=== Soal Latihan 1 ===
Ketik ulang dengan persis bagian teks tentang korupsi pajak desa di bawah, mulai dari "PENAHANAN empat pendamping" terus ke bawah sampai "daripada kontrol ketat.".
=== Soal Latihan 2 ===
Menurut teks tentang korupsi pajak desa di bawah, apa yang dimanfaatkan para pendamping desa untuk menyelewengkan dana?

==== Teks yang Disediakan ====

Korupsi Pajak Desa dan Krisis Kepercayaan

PENAHANAN empat pendamping desa di Kabupaten Cirebon atas dugaan korupsi pajak APBDes menjadi tamparan keras bagi tata kelola pemerintahan desa.
Kasus ini bukan sekadar soal penyalahgunaan kewenangan, melainkan juga cermin rapuhnya sistem pengawasan keuangan desa yang selama ini lebih mengandalkan rasa saling percaya daripada kontrol ketat.
Modus operandi yang dilakukan para pendamping desa menunjukkan pola sistematis. Mereka memanfaatkan ketidaktahuan perangkat desa terkait administrasi pajak untuk menyelewengkan dana hingga miliaran rupiah.

==== Data yang Diberikan ====

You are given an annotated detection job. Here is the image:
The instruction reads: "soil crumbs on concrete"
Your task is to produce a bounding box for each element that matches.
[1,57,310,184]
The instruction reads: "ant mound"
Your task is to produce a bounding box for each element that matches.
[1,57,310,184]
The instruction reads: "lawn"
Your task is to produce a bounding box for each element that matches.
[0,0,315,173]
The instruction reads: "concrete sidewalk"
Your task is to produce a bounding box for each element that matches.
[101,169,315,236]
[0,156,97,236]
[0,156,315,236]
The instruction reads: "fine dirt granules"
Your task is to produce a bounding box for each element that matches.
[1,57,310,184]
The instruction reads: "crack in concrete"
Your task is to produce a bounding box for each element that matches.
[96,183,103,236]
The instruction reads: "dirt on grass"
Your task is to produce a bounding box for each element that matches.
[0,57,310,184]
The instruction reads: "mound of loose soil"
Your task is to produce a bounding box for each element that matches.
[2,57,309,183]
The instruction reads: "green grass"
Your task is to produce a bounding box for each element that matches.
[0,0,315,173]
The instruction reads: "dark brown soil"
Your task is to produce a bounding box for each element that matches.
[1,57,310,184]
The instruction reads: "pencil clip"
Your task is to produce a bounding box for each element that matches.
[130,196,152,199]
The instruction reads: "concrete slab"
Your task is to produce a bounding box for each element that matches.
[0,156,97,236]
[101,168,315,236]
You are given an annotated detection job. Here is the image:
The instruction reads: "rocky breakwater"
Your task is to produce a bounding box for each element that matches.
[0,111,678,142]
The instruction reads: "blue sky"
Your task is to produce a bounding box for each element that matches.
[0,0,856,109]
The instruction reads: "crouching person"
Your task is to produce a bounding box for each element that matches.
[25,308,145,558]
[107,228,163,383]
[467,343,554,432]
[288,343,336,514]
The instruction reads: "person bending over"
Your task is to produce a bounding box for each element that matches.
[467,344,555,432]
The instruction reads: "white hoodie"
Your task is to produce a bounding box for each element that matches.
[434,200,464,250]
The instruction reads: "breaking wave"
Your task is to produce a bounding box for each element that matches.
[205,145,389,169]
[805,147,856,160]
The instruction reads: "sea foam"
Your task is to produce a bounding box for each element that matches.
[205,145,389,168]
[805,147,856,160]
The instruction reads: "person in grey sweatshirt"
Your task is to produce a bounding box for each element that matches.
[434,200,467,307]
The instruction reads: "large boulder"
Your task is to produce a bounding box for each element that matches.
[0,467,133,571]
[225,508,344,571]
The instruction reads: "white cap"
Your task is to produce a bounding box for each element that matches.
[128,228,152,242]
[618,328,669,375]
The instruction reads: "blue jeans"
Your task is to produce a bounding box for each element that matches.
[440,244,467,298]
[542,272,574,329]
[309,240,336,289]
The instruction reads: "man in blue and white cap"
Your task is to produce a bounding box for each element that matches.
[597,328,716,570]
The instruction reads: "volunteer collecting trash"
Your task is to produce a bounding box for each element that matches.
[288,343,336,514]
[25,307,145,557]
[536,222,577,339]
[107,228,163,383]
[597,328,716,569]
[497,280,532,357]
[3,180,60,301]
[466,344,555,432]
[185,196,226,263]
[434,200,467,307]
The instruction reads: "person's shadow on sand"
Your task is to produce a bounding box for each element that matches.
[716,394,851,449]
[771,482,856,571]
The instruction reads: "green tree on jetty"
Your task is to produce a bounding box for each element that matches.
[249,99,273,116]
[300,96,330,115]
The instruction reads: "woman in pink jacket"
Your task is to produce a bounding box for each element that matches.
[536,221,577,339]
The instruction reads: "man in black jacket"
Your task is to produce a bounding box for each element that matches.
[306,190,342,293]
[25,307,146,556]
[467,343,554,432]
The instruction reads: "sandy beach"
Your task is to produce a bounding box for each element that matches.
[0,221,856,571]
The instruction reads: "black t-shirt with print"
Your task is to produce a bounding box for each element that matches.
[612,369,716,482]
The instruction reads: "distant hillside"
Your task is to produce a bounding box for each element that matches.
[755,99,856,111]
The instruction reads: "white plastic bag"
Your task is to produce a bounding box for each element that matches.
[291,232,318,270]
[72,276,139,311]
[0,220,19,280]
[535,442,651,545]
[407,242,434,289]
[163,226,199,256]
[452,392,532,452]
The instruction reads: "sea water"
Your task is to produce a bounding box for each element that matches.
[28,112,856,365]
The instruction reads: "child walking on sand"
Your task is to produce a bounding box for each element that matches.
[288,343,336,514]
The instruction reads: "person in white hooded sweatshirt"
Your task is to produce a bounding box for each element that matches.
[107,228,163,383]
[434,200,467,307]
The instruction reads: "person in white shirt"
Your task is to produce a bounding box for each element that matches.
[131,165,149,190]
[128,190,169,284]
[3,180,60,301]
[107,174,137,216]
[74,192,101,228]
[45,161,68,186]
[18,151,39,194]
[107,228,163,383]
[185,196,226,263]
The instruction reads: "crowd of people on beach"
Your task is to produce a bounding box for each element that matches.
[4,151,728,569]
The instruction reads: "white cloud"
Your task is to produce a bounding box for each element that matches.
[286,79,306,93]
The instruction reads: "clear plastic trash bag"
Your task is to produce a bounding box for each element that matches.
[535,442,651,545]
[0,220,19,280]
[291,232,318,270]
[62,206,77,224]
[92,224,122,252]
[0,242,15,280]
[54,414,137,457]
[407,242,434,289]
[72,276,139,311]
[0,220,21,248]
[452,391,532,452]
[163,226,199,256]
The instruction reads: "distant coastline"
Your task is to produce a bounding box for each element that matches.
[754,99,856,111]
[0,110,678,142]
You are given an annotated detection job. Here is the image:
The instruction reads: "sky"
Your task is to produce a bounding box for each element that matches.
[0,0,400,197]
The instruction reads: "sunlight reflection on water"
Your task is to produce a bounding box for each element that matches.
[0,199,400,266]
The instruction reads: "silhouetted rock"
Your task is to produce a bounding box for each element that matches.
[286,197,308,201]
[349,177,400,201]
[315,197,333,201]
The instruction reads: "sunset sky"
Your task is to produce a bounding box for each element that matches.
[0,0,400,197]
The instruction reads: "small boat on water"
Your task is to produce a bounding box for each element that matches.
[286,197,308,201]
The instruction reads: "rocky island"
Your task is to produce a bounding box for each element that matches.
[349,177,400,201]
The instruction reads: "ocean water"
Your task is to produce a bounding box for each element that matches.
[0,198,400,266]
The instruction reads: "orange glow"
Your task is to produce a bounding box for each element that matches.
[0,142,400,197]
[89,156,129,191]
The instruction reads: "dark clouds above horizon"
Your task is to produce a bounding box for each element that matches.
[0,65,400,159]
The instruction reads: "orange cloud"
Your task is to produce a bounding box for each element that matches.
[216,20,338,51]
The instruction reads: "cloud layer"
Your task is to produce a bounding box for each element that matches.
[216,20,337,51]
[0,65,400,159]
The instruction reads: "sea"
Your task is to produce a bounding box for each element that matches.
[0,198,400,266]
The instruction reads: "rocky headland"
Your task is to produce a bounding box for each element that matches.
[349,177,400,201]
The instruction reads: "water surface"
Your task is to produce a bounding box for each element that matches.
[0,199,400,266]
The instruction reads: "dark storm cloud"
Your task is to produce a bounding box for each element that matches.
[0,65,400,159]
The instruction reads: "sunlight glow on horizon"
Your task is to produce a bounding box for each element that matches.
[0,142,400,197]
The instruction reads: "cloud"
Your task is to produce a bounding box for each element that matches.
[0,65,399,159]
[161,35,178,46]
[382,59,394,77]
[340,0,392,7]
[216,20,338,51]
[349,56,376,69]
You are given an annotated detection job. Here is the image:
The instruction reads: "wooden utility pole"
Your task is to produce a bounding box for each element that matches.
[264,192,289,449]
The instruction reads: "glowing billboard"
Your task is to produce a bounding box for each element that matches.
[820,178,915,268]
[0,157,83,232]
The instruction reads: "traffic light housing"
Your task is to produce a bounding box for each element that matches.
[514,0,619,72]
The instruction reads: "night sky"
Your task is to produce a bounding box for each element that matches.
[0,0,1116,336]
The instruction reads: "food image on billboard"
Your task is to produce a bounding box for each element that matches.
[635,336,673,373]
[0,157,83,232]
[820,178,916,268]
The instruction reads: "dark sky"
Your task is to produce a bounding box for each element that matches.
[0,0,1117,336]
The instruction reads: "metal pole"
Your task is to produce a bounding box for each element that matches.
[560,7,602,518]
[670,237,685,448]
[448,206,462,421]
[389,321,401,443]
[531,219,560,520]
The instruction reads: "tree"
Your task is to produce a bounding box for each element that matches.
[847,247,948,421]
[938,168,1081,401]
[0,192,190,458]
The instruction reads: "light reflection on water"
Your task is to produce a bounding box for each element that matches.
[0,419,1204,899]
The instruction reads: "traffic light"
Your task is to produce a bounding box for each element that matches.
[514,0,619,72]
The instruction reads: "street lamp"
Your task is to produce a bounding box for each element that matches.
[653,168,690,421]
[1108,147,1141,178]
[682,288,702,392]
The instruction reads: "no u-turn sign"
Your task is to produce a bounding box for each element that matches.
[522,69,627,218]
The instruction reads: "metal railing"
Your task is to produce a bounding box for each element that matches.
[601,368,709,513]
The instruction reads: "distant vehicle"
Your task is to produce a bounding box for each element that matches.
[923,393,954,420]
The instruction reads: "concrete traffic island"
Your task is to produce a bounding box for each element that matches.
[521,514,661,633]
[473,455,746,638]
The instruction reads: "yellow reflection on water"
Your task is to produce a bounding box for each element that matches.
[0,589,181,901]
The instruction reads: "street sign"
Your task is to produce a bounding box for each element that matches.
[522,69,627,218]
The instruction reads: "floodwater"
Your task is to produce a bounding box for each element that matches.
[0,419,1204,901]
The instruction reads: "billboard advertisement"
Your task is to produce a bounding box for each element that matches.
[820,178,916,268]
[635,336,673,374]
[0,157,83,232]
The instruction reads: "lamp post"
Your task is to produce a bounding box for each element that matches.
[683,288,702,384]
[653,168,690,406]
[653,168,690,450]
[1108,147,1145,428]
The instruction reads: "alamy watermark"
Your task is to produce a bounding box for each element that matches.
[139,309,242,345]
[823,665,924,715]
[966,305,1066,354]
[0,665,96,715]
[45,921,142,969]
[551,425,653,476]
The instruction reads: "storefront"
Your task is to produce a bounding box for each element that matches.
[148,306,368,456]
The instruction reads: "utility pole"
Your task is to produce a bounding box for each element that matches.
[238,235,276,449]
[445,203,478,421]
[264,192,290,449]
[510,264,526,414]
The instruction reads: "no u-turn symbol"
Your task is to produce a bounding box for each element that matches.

====

=== Jawaban Soal 1 ===
PENAHANAN empat pendamping desa di Kabupaten Cirebon atas dugaan korupsi pajak APBDes menjadi tamparan keras bagi tata kelola pemerintahan desa.
Kasus ini bukan sekadar soal penyalahgunaan kewenangan, melainkan juga cermin rapuhnya sistem pengawasan keuangan desa yang selama ini lebih mengandalkan rasa saling percaya daripada kontrol ketat.

=== Jawaban Soal 2 ===
Ketidaktahuan perangkat desa terkait administrasi pajak.